> **Text section**:
#####

Carlos Ribeiro, the senior author of the study from Champalimaud Center for the Unknown in Lisbon, studied the eating behaviors of a fruit fly - Drosophila melanogaster. Ribeiro and his research team showed the influence of gut microbes in the nutritional decisions of the fruit fly. The study was published in PLoS Biology.

The team fed the first group of flies with a sucrose solution with all of the important amino acids. The second group received a mixture of some of the amino acids to make proteins. For the third group, the researchers removed all of the important amino acids one by one to identify which nutrients are being recognized by gut microbes.

The three groups were presented in a buffet with protein-rich yeast alongside normal sugary solution after 72 hours. The researchers observed that the two groups lacked which essential amino acid craved for the yeast to make up for the missing nutrients.

Furthermore, when researchers combined the five different types of bacteria in the digestive tract of flies in the food - Enterococcus faecalis, Acetobacter pomorum, Commensalibacter intestini, Lactobacillus plantarum, L. brevis - all of them lost their urge to eat more.

Gut microbes work like a small metabolic factory to convert the food of their host into a new chemical. The two specific bacteria that influence the appetite of flies are Lactobacillus and Acetobacter.

#####

> **Data excerpts**:

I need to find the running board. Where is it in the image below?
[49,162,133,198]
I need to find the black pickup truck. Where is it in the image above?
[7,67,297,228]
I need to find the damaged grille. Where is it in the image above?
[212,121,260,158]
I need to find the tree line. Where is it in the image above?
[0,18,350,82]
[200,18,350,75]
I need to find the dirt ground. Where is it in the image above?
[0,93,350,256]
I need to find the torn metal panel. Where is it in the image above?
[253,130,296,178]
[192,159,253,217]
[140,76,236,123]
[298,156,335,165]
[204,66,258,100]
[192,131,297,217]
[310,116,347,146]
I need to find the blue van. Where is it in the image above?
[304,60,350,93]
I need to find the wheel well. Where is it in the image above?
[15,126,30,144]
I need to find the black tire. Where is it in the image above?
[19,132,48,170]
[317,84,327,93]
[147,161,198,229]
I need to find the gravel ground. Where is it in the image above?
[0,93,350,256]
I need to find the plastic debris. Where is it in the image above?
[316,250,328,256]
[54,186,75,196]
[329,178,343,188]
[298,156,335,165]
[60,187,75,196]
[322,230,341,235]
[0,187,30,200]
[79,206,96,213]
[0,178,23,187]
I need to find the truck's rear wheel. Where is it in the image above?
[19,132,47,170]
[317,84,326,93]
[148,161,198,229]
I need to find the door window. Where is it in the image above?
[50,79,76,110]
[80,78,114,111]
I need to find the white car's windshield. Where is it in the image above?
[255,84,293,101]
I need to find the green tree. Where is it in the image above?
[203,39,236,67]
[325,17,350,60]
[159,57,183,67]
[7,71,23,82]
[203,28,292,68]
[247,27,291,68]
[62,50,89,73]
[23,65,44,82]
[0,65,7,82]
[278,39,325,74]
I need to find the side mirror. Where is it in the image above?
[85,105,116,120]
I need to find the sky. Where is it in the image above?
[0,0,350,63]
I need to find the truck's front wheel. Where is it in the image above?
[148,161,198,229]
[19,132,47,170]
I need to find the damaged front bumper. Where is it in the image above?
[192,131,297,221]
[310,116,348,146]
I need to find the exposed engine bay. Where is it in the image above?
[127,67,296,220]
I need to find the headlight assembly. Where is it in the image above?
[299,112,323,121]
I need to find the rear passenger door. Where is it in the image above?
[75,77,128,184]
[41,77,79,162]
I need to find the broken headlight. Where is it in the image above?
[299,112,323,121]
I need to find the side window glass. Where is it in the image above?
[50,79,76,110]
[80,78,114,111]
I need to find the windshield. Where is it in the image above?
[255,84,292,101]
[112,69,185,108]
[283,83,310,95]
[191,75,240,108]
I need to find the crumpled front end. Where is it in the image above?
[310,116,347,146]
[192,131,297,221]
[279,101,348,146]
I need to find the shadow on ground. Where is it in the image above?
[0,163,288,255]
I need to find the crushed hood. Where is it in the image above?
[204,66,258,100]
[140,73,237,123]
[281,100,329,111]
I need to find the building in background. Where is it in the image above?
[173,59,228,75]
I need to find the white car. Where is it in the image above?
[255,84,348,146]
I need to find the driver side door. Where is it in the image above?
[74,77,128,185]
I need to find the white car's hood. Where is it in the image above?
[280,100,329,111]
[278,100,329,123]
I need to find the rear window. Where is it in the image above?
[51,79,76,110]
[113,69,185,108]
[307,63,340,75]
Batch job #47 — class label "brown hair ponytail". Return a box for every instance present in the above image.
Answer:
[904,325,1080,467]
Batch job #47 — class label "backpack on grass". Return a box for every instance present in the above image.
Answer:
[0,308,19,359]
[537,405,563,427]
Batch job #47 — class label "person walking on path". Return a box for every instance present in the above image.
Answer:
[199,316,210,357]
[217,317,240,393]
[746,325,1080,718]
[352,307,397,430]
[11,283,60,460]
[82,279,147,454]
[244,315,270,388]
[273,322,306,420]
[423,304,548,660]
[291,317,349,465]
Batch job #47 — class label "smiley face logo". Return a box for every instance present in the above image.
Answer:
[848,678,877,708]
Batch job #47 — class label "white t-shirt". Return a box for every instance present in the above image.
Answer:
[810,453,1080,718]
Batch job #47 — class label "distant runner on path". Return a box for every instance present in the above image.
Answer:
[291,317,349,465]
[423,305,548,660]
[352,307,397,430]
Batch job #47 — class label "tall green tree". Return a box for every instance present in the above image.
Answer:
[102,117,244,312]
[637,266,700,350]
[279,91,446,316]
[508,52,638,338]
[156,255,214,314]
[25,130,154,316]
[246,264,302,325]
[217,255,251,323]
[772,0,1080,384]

#####

> **Task list**:
A. Could you rewrite the fruit fly study starting with "The team fed" and going on through "to eat more.", swapping "flies" for "fruit flies"?
B. Which five types of bacteria does the fruit fly study list as combined in the food?
The listing is separate material, apart from the fruit fly study.

> **Answers by task**:
A.
The team fed the first group of fruit flies with a sucrose solution with all of the important amino acids. The second group received a mixture of some of the amino acids to make proteins. For the third group, the researchers removed all of the important amino acids one by one to identify which nutrients are being recognized by gut microbes.

The three groups were presented in a buffet with protein-rich yeast alongside normal sugary solution after 72 hours. The researchers observed that the two groups lacked which essential amino acid craved for the yeast to make up for the missing nutrients.

Furthermore, when researchers combined the five different types of bacteria in the digestive tract of fruit flies in the food - Enterococcus faecalis, Acetobacter pomorum, Commensalibacter intestini, Lactobacillus plantarum, L. brevis - all of them lost their urge to eat more.

B. Enterococcus faecalis, Acetobacter pomorum, Commensalibacter intestini, Lactobacillus plantarum, L. brevis